Requirement -
Please reproduce the following records exactly as they appear.

(Source records)

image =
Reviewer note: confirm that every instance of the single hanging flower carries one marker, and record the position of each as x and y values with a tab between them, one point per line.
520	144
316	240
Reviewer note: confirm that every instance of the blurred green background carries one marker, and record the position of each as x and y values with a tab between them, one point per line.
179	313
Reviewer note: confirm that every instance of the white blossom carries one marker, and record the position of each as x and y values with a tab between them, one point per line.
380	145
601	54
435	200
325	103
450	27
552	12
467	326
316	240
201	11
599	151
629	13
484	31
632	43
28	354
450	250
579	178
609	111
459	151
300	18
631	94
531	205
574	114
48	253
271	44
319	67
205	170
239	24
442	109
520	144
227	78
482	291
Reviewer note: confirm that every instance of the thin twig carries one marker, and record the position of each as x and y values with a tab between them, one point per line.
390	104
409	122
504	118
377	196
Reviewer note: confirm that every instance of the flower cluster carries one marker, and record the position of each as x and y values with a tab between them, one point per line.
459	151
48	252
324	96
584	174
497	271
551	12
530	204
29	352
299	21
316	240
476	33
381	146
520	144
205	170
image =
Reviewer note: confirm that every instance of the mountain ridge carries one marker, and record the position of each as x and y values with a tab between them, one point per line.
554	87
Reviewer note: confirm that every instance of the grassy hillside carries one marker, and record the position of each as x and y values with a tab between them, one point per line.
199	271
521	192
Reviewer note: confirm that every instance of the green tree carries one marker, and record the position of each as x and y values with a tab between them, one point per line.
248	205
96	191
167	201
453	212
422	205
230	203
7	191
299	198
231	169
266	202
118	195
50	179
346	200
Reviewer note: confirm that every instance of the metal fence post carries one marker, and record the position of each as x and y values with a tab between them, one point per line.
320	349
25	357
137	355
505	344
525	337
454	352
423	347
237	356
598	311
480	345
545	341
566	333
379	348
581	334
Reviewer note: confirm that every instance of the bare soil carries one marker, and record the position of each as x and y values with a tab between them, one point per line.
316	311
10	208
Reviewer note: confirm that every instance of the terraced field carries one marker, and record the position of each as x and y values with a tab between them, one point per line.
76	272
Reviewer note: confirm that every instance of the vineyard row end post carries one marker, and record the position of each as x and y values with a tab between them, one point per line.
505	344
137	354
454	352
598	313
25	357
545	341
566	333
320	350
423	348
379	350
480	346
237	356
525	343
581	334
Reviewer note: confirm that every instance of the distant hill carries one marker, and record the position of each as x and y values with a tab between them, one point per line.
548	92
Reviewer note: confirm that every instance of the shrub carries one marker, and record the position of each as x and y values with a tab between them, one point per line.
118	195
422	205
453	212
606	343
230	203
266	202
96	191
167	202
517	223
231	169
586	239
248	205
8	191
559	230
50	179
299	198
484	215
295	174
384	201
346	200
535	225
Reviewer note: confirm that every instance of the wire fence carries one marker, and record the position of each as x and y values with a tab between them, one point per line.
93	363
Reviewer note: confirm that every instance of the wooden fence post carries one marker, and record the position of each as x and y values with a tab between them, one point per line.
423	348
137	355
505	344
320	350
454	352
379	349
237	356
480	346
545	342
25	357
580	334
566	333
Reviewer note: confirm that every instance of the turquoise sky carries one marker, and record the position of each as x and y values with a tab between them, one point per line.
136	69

(End Source records)

Written response -
image =
Reviewer note: confirm that every instance of the single hanging flower carries one marker, and record the position of each as x and y values with a tab between them, one point per line.
520	144
316	240
Reviewer note: confirm that every instance of the blurred green background carries one marker, and record the position of each as x and y values with a tab between them, one point per line.
179	313
Reviewer note: confirm that every instance of the white blossom carries one marker, and record the position of each as x and y values with a tab between them, one point per line.
380	145
601	54
435	200
325	103
450	27
552	12
467	326
316	240
201	11
599	151
629	13
484	31
632	43
28	354
450	250
579	178
609	111
459	151
300	18
631	94
531	205
574	114
48	253
271	44
319	67
205	170
239	24
442	109
520	144
227	78
482	291
Reviewer note: confirm that every instance of the thin twig carries one marker, and record the position of each as x and y values with a tab between them, one point per line.
390	104
409	122
504	118
377	196
Reviewer note: confirm that every instance of the flower cluster carries one marker, and record the position of each as x and y values with a tab between them, one point per line.
459	151
48	252
324	96
584	174
497	271
551	12
530	204
29	352
299	21
316	240
476	33
381	146
520	144
205	170
image =
Reviewer note: confirm that every instance of the mountain ridge carries one marker, and record the position of each as x and y values with a tab between them, one point per line.
554	87
Reviewer note: confirm that every instance of the grassy hillside carries one marker, and record the position of each as x and y values with a tab between them, one point per line.
199	271
521	192
Reviewer note: confirm that every instance of the green tree carries one marker, and record the position of each as x and y values with a tab between them, one point per line.
248	205
96	191
167	201
453	212
422	205
230	203
7	191
299	198
231	169
266	202
118	195
50	179
346	200
Reviewer note: confirm that every instance of the metal fence post carries one marker, and record the position of each as x and y values with a tab between them, one point per line.
320	349
25	357
137	355
505	344
525	337
454	352
423	347
237	356
598	311
480	345
545	341
566	333
379	348
581	334
Reviewer note: confirm that every instance of the bare soil carries one marker, and record the position of each as x and y values with a tab between them, one point per line.
316	311
10	208
Reviewer note: confirm that every instance of the terraced field carries one marker, and record the position of each as x and y values with a tab between them, one point per line.
76	272
Reviewer note: confirm that every instance of the vineyard row end post carries one marker, and record the position of each as x and y values with a tab between them, one point per line.
505	344
137	354
454	352
598	313
25	357
545	341
566	333
320	350
423	348
379	350
480	346
237	356
525	343
581	334
Reviewer note: confirm that every instance of the distant hill carries one marker, and record the position of each as x and y values with a tab between them, one point per line.
548	92
Reviewer note: confirm that every instance of the shrub carries one marker, and record the position of each as x and y values with a tab between them, one point per line.
118	195
422	205
453	212
606	343
230	203
266	202
96	191
167	202
517	223
231	169
586	239
248	205
8	191
559	230
50	179
299	198
484	215
295	174
384	201
346	200
535	225
Reviewer note: confirm that every instance of the wire fence carries one marker, and record the position of each as x and y values with a tab between them, one point per line.
93	363
Reviewer note: confirm that every instance of the wooden fence post carries one marker, and record the position of each as x and y values with a tab between them, one point per line.
423	348
137	355
505	344
320	350
454	352
379	349
237	356
480	346
545	342
25	357
580	334
566	333
Reviewer note: confirm that every instance of the turquoise sky carries one marker, and record the position of each as x and y values with a tab between them, one point per line.
136	69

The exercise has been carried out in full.